■ **TASK STATEMENT**
Copy the entries from the first line through the line containing "[350,701,503,873]", swapping "face paint" for "makeup" and leaving every other part untouched.

[Rows of box annotation entries]
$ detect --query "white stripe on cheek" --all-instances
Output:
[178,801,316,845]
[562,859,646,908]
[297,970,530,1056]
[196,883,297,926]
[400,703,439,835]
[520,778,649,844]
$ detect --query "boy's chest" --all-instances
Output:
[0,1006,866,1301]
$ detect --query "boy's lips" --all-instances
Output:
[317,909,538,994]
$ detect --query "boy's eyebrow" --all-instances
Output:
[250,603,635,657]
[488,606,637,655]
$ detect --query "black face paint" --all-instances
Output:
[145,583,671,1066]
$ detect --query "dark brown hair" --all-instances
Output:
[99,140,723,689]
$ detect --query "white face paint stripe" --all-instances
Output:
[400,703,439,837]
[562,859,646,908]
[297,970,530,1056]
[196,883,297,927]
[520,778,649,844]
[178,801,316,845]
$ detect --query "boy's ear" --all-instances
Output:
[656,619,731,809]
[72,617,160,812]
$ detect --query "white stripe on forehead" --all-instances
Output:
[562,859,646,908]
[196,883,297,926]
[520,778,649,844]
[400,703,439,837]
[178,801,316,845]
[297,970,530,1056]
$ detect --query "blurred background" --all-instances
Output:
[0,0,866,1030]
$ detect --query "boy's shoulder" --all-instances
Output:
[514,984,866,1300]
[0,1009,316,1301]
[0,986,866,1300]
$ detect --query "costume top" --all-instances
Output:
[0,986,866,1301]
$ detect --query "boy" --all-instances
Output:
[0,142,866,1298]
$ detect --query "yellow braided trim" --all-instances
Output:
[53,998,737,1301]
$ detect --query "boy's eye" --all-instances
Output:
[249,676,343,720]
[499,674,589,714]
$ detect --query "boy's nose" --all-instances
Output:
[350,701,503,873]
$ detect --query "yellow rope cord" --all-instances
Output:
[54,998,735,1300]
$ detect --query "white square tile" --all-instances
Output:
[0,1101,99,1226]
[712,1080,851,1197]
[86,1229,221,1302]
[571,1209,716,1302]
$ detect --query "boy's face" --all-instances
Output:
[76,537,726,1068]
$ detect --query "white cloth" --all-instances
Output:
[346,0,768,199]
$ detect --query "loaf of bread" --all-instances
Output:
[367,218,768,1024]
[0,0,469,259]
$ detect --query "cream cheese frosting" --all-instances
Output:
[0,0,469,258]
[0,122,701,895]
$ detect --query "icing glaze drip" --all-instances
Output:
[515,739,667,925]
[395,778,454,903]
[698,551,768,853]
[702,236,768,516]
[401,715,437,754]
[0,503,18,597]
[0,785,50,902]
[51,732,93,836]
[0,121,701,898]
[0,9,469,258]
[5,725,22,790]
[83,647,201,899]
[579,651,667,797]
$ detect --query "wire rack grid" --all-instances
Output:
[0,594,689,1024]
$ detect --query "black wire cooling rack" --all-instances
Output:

■ **THE RESULT**
$ detect --query "white stripe on cheek" --all-instances
Output:
[178,801,316,845]
[562,859,646,908]
[297,970,530,1056]
[196,883,297,926]
[400,703,439,835]
[520,778,649,844]
$ detect --query "boy's chest" --all-instances
Output:
[0,1006,866,1301]
$ detect --query "boy's lips" --all-instances
Output:
[317,909,538,994]
$ detect --query "boy's eyebrow" --all-instances
Output:
[250,603,635,657]
[488,606,637,655]
$ detect --query "black makeup" --all-instances
Output:
[145,583,671,1066]
$ detect --query "dark brown hair" --all-instances
Output:
[99,140,723,689]
$ detect --query "white makeup stripe" --all-instances
Output:
[400,703,439,837]
[562,859,646,908]
[297,970,530,1056]
[196,883,297,927]
[520,778,649,844]
[178,801,316,845]
$ detect --query "boy's ear" --all-instances
Output:
[656,619,731,809]
[72,617,160,812]
$ detect --query "white stripe on forehead" --all-instances
Output:
[562,859,646,908]
[196,883,297,926]
[520,778,649,844]
[400,703,439,837]
[178,801,316,845]
[297,970,530,1056]
$ detect --query "blurred background" --all-instances
Output:
[0,0,866,1030]
$ detect --query "boy's shoulder" --all-instances
Output:
[514,984,866,1300]
[0,1009,316,1301]
[0,986,866,1300]
$ detect --query "costume top" --all-instances
Output:
[0,986,866,1301]
$ detect --query "boy" --all-instances
Output:
[0,142,866,1298]
$ detect --query "yellow braided trim" --all-instances
Output:
[53,998,737,1301]
$ detect --query "boy's eye" --all-instances
Output:
[249,676,343,720]
[499,674,589,714]
$ detect --query "boy's nose" --all-instances
Output:
[350,701,503,873]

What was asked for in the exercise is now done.